» Reading text
Content starts
Paul was an avid golfer (since 7th grade) and would have played everyday if his commitment to family and work were not so great. He would joke about wanting to meet his end as an old man walking out onto the greens as portrayed in the movie: The Legend of Baggar Vance. He backpacked throughout his life and led many trips with his children and their friends, teaching them about the beauty of spending time in nature. He loved working on the yard and building projects at home with his wife and having friends and family over for BBQs with chicken or salmon. He treasured time with any or all of his 5 siblings and their families and he and Maryellen have considered it a privilege to have his 92 y/o mom living with them this past year. Paul loved music (especially the Allman Brothers) and went on as many road trips as he could fit in.  
Most of all, he loved sitting on the family's outside porch with those he loved -telling and listening to stories.

To say that Paul, his laughter and his goodness, will be missed by his colleagues, patients, friends and most especially his family, is an understatement. He is survived by his wife, Maryellen, his children, Mackenzie and Matt, his step-children: Dan/Molly, Katie/Pete, David, Rebecca and Grace; his grandchildren: Noa, Isla, Liam and Ruthie; his mom, Frances "Midge", siblings: Anne/Joe, Mike/Carolyn, Joan/Steve, MaryKay, Tom/Carey, brother-in-law: Fr. Tim Dyer, his beloved Aunt Jean, along with loving nieces, nephews and many (many!) cousins.
Content ends
» Exercise brief
Copy the obituary passage about Paul word for word, in full.

» Listed entries
Content starts
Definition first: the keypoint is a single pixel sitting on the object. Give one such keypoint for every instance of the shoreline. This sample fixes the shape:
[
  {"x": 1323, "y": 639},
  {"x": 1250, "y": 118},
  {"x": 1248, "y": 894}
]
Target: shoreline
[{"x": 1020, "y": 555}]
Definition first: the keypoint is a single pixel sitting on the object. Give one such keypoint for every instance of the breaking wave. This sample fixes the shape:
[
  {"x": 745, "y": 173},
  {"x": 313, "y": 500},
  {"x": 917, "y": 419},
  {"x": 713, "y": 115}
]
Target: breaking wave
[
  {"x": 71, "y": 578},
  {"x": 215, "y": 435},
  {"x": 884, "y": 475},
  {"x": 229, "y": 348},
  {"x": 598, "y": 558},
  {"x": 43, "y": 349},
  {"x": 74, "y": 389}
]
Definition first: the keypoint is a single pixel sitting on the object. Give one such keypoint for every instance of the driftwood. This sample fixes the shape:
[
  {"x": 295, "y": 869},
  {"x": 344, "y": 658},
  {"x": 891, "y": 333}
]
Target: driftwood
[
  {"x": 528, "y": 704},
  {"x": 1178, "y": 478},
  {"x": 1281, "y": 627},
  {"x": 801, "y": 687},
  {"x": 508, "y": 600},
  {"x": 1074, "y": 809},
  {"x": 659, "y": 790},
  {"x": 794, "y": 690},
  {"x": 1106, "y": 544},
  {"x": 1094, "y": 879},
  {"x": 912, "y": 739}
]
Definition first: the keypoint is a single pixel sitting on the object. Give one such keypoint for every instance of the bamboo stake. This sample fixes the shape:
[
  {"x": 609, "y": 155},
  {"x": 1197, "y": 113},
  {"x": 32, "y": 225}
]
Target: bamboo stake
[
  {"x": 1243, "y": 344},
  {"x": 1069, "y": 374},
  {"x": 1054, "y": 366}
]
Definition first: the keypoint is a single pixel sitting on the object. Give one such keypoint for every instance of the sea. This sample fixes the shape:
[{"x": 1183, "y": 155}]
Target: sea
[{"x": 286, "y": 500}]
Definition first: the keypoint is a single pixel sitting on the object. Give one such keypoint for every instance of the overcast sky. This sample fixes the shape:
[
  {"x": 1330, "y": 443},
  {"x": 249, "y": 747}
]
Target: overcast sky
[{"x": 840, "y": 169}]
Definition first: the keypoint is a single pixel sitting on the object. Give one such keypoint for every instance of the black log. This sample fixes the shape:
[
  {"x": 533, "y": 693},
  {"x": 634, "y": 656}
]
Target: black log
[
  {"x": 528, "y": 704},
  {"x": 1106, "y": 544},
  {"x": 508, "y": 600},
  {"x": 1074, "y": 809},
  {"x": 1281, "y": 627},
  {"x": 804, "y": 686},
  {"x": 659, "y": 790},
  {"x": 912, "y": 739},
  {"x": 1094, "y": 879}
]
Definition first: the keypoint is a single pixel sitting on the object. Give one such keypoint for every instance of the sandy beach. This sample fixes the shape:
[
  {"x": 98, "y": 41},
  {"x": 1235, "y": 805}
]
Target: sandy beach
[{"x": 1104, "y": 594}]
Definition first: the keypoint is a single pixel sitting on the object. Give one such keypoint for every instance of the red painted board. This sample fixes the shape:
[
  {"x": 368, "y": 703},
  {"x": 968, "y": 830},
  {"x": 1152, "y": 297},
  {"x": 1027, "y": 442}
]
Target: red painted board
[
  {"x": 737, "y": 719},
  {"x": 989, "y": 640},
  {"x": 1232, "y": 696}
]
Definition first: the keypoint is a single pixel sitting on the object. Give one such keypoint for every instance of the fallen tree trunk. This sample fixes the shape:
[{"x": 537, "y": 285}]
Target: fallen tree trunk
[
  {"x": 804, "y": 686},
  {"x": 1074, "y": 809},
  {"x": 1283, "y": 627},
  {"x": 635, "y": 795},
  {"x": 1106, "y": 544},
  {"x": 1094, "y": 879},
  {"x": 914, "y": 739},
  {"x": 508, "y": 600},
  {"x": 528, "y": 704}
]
Content ends
» Result below
Paul was an avid golfer (since 7th grade) and would have played everyday if his commitment to family and work were not so great. He would joke about wanting to meet his end as an old man walking out onto the greens as portrayed in the movie: The Legend of Baggar Vance. He backpacked throughout his life and led many trips with his children and their friends, teaching them about the beauty of spending time in nature. He loved working on the yard and building projects at home with his wife and having friends and family over for BBQs with chicken or salmon. He treasured time with any or all of his 5 siblings and their families and he and Maryellen have considered it a privilege to have his 92 y/o mom living with them this past year. Paul loved music (especially the Allman Brothers) and went on as many road trips as he could fit in.  
Most of all, he loved sitting on the family's outside porch with those he loved -telling and listening to stories.

To say that Paul, his laughter and his goodness, will be missed by his colleagues, patients, friends and most especially his family, is an understatement. He is survived by his wife, Maryellen, his children, Mackenzie and Matt, his step-children: Dan/Molly, Katie/Pete, David, Rebecca and Grace; his grandchildren: Noa, Isla, Liam and Ruthie; his mom, Frances "Midge", siblings: Anne/Joe, Mike/Carolyn, Joan/Steve, MaryKay, Tom/Carey, brother-in-law: Fr. Tim Dyer, his beloved Aunt Jean, along with loving nieces, nephews and many (many!) cousins.